_What the task requires_. Could you output each record below exactly as it stands and leave the pictures out?
---------- Excerpted records
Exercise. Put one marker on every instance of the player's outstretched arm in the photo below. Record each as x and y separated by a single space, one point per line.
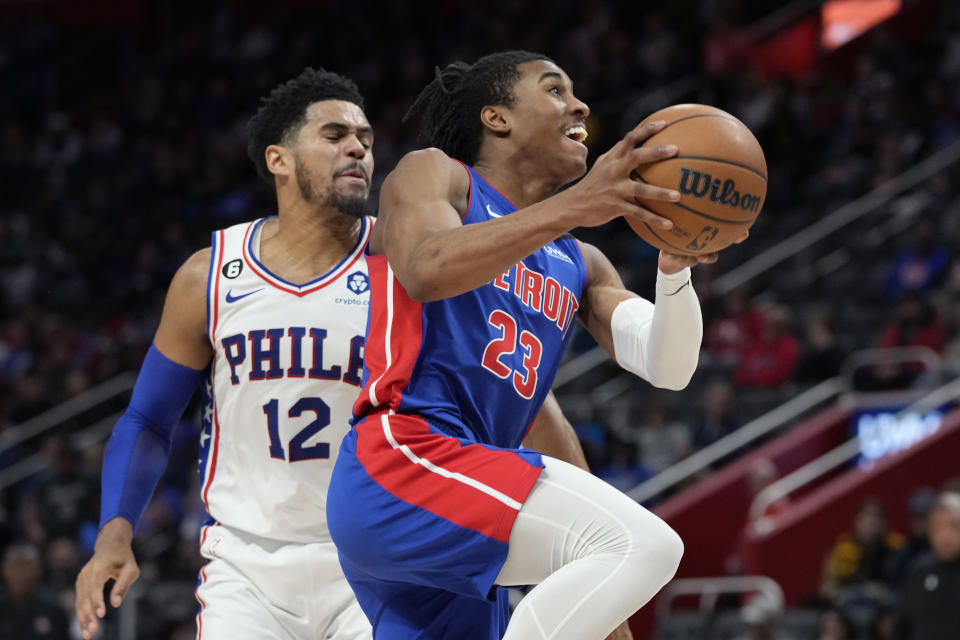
551 433
434 256
137 452
659 342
--------------------
_Result_.
Exercise. Put one marker on every instance of the player's outstretched arm in the photo below. Record each as x and y separated by a single space, one point per line.
551 433
434 256
137 452
659 342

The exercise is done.